§ WHAT TO WORK ON
Nothing is to be altered; the data must be repeated exactly.

● ● ● ● ● ● ●

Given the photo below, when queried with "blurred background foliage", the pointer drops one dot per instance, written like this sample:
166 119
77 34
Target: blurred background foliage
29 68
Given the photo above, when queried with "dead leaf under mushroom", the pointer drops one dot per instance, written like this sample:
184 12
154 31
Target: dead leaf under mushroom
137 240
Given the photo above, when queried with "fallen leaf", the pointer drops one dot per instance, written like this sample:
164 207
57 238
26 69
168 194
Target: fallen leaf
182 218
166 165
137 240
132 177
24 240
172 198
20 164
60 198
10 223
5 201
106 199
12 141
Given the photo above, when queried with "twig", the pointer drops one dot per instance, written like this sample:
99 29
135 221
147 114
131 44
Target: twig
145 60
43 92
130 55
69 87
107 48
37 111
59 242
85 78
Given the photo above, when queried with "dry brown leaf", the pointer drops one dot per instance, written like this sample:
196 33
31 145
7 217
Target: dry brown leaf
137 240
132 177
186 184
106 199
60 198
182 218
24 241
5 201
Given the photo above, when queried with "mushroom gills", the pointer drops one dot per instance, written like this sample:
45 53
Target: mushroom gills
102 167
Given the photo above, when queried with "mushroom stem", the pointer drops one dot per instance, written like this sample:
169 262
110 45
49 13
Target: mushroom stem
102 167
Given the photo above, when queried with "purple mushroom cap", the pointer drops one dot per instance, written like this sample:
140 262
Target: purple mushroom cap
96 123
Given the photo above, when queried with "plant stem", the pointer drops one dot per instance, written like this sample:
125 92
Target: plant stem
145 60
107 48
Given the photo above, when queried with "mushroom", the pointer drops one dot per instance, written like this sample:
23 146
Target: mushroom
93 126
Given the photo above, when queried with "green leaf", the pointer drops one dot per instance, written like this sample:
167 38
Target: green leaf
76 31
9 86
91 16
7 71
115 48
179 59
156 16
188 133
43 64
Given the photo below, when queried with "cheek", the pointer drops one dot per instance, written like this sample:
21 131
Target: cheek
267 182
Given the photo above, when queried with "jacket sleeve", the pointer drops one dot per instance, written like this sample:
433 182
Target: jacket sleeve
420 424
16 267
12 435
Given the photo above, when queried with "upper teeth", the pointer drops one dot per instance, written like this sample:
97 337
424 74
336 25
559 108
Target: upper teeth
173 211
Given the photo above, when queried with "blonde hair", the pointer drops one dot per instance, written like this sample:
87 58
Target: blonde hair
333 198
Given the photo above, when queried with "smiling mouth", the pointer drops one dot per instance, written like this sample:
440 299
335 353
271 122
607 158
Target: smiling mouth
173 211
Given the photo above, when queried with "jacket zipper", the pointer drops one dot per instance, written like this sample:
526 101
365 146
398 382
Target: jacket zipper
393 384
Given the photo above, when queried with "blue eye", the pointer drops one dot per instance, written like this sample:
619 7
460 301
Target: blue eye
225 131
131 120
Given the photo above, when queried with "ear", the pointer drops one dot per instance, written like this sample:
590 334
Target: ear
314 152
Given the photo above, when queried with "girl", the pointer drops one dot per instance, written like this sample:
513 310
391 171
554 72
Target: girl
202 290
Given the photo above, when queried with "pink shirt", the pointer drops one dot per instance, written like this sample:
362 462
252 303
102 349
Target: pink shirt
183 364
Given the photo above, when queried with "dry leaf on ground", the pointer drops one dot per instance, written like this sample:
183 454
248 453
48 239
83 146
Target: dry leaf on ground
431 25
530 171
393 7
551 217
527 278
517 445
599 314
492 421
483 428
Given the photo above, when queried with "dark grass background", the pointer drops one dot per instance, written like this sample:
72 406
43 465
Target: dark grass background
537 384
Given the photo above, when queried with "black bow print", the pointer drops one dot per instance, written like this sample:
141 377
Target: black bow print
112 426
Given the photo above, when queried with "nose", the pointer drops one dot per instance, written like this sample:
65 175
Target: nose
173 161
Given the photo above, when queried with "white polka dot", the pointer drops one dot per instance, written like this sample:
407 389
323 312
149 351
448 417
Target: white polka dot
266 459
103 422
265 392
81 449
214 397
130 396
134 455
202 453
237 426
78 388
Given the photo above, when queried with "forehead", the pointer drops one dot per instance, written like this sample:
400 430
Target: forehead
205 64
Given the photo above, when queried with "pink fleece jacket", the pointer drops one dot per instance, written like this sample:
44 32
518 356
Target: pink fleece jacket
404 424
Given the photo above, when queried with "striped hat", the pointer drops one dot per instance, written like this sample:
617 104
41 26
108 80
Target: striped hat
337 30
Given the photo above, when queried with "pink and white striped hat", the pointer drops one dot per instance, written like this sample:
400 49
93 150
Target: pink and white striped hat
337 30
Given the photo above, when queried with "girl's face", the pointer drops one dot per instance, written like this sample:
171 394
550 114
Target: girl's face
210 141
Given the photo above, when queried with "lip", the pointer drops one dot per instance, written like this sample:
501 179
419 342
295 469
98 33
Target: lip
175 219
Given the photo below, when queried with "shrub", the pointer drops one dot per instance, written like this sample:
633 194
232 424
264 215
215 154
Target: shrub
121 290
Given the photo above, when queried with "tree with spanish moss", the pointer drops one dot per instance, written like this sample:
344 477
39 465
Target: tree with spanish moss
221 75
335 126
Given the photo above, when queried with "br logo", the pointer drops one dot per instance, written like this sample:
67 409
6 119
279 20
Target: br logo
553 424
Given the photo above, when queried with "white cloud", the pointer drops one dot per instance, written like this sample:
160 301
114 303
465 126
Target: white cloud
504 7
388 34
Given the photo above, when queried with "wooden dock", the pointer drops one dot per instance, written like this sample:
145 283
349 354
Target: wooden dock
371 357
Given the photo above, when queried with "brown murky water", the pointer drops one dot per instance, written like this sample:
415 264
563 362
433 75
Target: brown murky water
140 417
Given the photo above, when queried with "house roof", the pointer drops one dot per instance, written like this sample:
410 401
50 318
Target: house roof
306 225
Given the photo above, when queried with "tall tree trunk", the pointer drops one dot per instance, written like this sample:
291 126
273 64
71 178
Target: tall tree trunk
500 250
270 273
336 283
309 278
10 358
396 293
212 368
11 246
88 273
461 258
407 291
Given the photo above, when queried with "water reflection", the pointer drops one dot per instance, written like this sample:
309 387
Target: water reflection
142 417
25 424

● ● ● ● ● ● ●

§ SOLUTION TO THIS TASK
Given the photo below, when queried with "blurred background foliage", the pointer drops one dot per instance, written like this sample:
166 119
77 34
Target: blurred background foliage
29 68
Given the photo above, when queried with "dead leaf under mushroom", the pointer drops one dot per instance, written like this sample:
184 12
154 31
Target: dead leaf under mushroom
137 240
Given the photo above, when queried with "fallen leaf", the pointer drops one dot per instance, written like this sample:
164 207
57 238
26 69
168 194
Target: fallen leaf
182 218
166 165
137 240
132 177
24 240
172 198
20 164
60 198
10 223
5 201
106 199
12 141
Given the photo above, when queried with "twig", the pointer drops one dot per instance, written like this sample:
99 29
135 221
147 114
131 44
Target: twig
145 60
43 92
130 55
69 87
107 48
37 111
59 242
85 78
Given the photo above, when queried with "dry brown leaf", the pointer drops one dot per instance, written like this sample:
196 33
31 145
7 217
Target: dry brown leaf
137 240
132 177
186 184
106 199
60 198
182 218
24 241
5 201
Given the photo above, when queried with "mushroom gills", the pointer drops one dot per instance, written like this sample:
45 53
Target: mushroom gills
102 167
Given the photo above, when queried with "mushroom stem", the pointer drops one dot per instance, written like this sample:
169 262
110 45
49 13
Target: mushroom stem
102 167
Given the photo above, when queried with "purple mushroom cap", the pointer drops one dot per instance, written like this sample:
140 262
Target: purple mushroom cap
96 123
Given the photo above, when queried with "plant stem", the pointer drops one dot per instance, written like this sample:
125 92
Target: plant stem
145 60
107 48
Given the photo above, when queried with "mushroom", the pointer drops one dot per instance, written like this sample:
23 146
Target: mushroom
93 126
Given the photo above, when queried with "green leaf", the pointer drops one dot per instance, written like this sample:
167 38
Target: green leaf
76 31
9 86
91 16
7 71
115 48
179 59
156 16
188 133
43 64
Given the photo below, when queried with "cheek", the pointer drops one dot per instance, written like this sample:
21 131
Target: cheek
267 182
Given the photo above, when queried with "jacket sleeve", the pointer drops one dot per instance, written like this sample:
433 182
Target: jacket sleeve
420 424
16 267
12 435
Given the photo above, when queried with "upper teeth", the pointer drops one dot per instance, written like this sample:
97 337
424 74
336 25
559 108
Target: upper teeth
173 211
Given the photo above, when queried with "blonde hair", the pointer drops one dot per instance, written like this sample:
87 58
Target: blonde hair
333 198
Given the photo above, when queried with "smiling mouth", the pointer drops one dot per instance, written like this sample:
440 299
335 353
271 122
607 158
Target: smiling mouth
173 211
Given the photo above, when queried with "jacket zipper", the pointer drops one dot per instance, written like this sample:
526 101
365 146
398 382
Target: jacket zipper
393 384
Given the photo above, when queried with "blue eye", the pointer drops one dot per instance, written like this sample:
619 7
460 301
Target: blue eye
225 131
131 120
Given the photo above, when queried with "ear", the pointer drops one dot per instance, written like this sample:
590 334
Target: ear
314 152
Given the photo above, when queried with "girl", the pointer drops one dot per instance, written like this sample:
513 310
391 171
554 72
Target: girl
202 290
Given the photo above, when queried with "pink shirt", the pointer drops one dot per instance, written like this sample:
362 462
252 303
102 349
Target: pink shirt
183 364
Given the photo above, when queried with "dry leaf on ground", the pointer drops one dot per instance, written like this sample:
183 454
248 453
48 239
83 146
Target: dry leaf on ground
431 25
530 171
393 7
551 217
527 278
517 445
599 314
492 421
483 428
Given the photo above, when queried with "dark grass background", the pointer drops one dot per instance, written like this sample:
72 406
43 465
Target: dark grass background
537 384
Given the photo above, when queried with "black bow print", the pointer drops one dot per instance, written like this sample:
141 377
Target: black bow print
112 426
Given the photo above, when queried with "nose", the pointer drops one dot per instance, written like this sample:
65 175
Target: nose
173 161
Given the photo above, when queried with "white polka dot", the pointer drops one dot per instance, written like this sample:
407 389
323 312
149 351
448 417
Target: white polka dot
266 459
103 422
265 392
81 449
214 397
130 396
134 455
202 453
237 426
78 388
Given the photo above, when queried with "forehead", the pointer drops one dot per instance, written like this sample:
400 430
Target: forehead
205 64
Given the photo above, when queried with "pink fleece jacket", the pointer drops one dot per instance, written like this sample:
44 32
518 356
Target: pink fleece jacket
404 424
Given the photo above, when queried with "striped hat", the pointer drops one dot per instance, written like this sample:
617 104
41 26
108 80
Target: striped hat
337 30
Given the photo above, when queried with "pink and white striped hat", the pointer drops one dot per instance, written like this sample:
400 49
93 150
Target: pink and white striped hat
337 30
Given the photo above, when queried with "girl's face", the pointer drops one dot per instance, written like this sample:
171 394
550 114
Target: girl's face
210 141
Given the photo above, when queried with "lip", the pointer drops one dot per instance, written like this sample:
501 179
419 342
295 469
98 33
Target: lip
175 219
Given the photo below, when queried with "shrub", the pointer drops one dot per instance, written like this sample:
633 194
232 424
264 215
215 154
Target: shrub
121 290
Given the photo above, when queried with "tree with spanish moss", the pointer drops one dot per instance, written like this sample:
344 477
39 465
Target: tree with spanish moss
221 75
335 126
Given the photo above, when queried with "br logo", the pointer drops one dot per instance, written like this sample:
67 409
6 119
279 20
Target: br logo
553 424
Given the photo above, when queried with "white cloud", the pointer drops one dot per instance, written like this sample:
160 301
114 303
465 126
Target: white cloud
504 7
388 34
Given the photo above, when queried with "wooden dock", the pointer drops one dot per instance, written like this sample:
145 283
349 354
Target: wooden dock
371 357
Given the photo above, when queried with "brown murky water", the pointer drops one dot per instance, written like this sample:
415 264
563 362
433 75
Target: brown murky water
140 417
Given the photo above, when queried with "house roof", the pointer drops one dot per instance, written like this sample:
410 401
50 318
Target: house roof
306 225
Given the photo above, when queried with "tall tree trunk", the pointer drops one dot per instance, written like this sample:
291 126
273 64
71 178
Target: tall tree trunk
500 250
270 273
336 283
309 278
10 358
396 293
212 368
11 246
88 273
461 258
407 291
Given the photo above, when queried with "water reflection", the pointer drops one dot per instance, written like this sample:
309 387
Target: water reflection
142 417
25 424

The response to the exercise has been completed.